(Items voor locatiebepaling)
☆ ☆ ☆ ☆ ☆ ☆ ☆
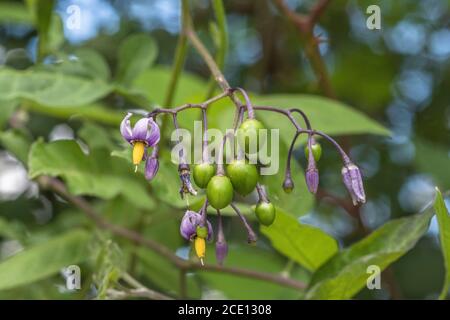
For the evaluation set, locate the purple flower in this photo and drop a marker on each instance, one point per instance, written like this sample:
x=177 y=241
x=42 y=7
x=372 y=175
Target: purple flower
☆ ☆ ☆ ☆ ☆ ☆ ☆
** DE OPDRACHT **
Neem alle regels van het materiaal hierboven letterlijk over en laat de afbeeldingen daarbij weg.

** ANTWOORD **
For the evaluation set, locate the purple flower in this photo and drop a marker on each instance, one point per instance, written like this sample:
x=177 y=241
x=42 y=7
x=372 y=175
Target: purple flower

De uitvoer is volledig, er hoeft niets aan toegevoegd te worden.